### WHAT YOU NEED TO DO
Write out exactly the lines below that run from the one containing "Target: chimney" through the one containing "drop one pin per instance, shaped like <point>199,257</point>.", both included, with no other lines.

Records from a data source:

★ ★ ★ ★

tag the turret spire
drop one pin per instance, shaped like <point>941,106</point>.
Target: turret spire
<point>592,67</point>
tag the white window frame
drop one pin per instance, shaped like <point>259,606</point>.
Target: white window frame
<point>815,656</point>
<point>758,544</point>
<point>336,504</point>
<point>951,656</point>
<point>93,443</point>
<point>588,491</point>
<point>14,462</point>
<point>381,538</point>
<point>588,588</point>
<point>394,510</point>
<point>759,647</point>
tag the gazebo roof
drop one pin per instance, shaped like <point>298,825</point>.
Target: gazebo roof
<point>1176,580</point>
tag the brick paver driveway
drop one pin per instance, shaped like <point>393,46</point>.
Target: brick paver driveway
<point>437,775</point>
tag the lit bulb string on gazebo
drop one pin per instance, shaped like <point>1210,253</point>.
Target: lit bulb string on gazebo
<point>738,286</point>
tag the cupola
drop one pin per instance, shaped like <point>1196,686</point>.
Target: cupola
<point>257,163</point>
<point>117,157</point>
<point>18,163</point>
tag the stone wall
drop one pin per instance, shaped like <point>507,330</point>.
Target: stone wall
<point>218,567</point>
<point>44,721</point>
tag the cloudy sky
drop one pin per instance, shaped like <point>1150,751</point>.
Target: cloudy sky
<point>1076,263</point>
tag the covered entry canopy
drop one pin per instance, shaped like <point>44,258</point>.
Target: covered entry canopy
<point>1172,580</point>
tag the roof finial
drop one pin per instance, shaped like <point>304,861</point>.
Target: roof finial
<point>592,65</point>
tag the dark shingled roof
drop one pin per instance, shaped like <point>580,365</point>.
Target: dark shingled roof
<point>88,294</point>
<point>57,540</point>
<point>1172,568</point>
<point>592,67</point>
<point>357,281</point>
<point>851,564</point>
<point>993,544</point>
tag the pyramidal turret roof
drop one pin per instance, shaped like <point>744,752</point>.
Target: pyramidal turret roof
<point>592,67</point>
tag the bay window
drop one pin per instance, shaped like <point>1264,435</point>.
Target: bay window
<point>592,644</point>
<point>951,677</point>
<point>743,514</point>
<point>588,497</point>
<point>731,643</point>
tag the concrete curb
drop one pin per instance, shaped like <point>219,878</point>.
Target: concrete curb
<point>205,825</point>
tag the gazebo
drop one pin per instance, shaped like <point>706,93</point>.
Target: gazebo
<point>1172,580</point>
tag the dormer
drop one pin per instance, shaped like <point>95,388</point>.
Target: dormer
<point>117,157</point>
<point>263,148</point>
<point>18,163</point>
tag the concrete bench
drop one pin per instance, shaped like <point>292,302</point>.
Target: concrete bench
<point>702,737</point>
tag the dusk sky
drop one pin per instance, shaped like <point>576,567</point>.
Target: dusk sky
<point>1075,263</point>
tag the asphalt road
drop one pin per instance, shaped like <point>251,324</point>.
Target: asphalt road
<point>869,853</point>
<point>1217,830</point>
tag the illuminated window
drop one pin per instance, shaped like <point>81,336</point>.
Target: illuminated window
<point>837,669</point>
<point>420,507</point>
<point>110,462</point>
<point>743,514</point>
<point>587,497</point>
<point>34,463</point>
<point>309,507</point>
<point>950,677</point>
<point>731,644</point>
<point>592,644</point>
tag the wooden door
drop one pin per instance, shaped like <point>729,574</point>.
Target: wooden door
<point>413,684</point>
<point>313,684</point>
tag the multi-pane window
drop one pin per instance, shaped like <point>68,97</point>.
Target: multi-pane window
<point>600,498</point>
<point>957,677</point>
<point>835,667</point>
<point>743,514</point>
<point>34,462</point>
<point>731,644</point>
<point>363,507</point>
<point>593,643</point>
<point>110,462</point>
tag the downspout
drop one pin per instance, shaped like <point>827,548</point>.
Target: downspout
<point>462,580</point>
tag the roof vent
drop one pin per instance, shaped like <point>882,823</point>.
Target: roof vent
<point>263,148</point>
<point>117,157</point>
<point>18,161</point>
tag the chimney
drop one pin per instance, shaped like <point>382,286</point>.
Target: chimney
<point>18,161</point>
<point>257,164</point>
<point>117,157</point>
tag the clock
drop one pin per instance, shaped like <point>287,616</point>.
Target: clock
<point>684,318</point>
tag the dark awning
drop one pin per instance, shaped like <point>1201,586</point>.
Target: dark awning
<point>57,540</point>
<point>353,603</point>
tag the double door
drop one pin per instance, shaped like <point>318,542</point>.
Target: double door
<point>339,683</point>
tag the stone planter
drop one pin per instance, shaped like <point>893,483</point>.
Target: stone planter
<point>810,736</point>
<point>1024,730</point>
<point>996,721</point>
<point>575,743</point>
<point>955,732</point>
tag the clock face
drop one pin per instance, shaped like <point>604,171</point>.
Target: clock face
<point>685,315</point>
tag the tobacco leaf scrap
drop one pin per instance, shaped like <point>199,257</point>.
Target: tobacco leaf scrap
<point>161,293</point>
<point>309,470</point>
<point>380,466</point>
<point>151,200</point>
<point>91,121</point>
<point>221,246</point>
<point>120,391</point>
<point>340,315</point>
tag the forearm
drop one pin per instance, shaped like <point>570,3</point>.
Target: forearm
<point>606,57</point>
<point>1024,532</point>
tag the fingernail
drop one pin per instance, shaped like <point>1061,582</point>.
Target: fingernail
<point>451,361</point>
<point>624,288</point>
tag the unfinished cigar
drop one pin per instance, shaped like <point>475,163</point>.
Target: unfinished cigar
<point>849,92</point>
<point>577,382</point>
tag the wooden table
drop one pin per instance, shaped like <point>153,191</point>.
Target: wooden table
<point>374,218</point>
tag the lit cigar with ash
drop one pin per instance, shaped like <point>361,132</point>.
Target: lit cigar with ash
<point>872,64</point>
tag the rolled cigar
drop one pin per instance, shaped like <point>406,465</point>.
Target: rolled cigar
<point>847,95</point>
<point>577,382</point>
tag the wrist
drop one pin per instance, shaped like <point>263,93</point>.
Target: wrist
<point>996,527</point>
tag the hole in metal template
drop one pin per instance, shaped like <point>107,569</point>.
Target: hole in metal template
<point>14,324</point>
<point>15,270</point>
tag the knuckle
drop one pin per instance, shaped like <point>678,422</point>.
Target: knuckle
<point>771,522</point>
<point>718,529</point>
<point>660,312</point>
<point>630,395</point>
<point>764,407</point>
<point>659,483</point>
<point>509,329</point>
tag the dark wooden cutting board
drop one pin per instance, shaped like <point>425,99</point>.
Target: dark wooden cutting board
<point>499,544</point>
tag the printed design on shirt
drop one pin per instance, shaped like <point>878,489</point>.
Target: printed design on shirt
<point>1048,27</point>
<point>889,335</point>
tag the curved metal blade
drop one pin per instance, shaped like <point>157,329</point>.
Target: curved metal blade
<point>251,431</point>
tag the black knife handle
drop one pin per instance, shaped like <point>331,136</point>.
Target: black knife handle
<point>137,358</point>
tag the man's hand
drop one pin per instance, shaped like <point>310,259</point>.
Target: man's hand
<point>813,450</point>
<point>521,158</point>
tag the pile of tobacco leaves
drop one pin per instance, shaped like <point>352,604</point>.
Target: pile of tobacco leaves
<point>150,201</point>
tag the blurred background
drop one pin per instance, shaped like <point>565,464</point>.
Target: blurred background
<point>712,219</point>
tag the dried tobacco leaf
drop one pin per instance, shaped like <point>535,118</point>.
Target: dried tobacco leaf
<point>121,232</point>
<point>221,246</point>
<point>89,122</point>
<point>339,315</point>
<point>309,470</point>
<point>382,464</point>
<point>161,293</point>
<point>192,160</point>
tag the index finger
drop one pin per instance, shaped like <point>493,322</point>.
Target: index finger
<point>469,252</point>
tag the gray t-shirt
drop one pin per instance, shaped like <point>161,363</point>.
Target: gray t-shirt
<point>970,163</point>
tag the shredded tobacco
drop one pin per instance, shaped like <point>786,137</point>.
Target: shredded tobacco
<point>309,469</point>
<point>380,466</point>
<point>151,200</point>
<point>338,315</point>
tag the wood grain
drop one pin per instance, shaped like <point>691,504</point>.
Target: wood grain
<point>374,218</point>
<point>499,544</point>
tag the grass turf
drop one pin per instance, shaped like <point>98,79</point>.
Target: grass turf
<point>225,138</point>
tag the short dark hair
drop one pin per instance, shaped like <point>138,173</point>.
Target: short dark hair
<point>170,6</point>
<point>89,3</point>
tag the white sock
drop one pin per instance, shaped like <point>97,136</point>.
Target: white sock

★ ★ ★ ★

### FINISHED TASK
Target: chimney
<point>18,161</point>
<point>257,164</point>
<point>117,157</point>
tag the clock
drop one pin per instance, shaped like <point>287,616</point>.
Target: clock
<point>684,318</point>
tag the dark awning
drop one pin per instance, shaped like <point>1201,586</point>.
Target: dark awning
<point>57,540</point>
<point>353,603</point>
tag the double door
drop one pin per instance, shaped like <point>318,542</point>.
Target: double door
<point>339,683</point>
tag the stone planter
drop one pin per instance, shaped like <point>893,483</point>.
Target: stone planter
<point>810,736</point>
<point>1024,730</point>
<point>996,721</point>
<point>575,743</point>
<point>955,732</point>
tag the clock face
drop one pin per instance, shaped like <point>604,171</point>.
Target: clock face
<point>685,315</point>
tag the tobacco leaf scrap
drop one pin per instance, shaped like <point>199,257</point>.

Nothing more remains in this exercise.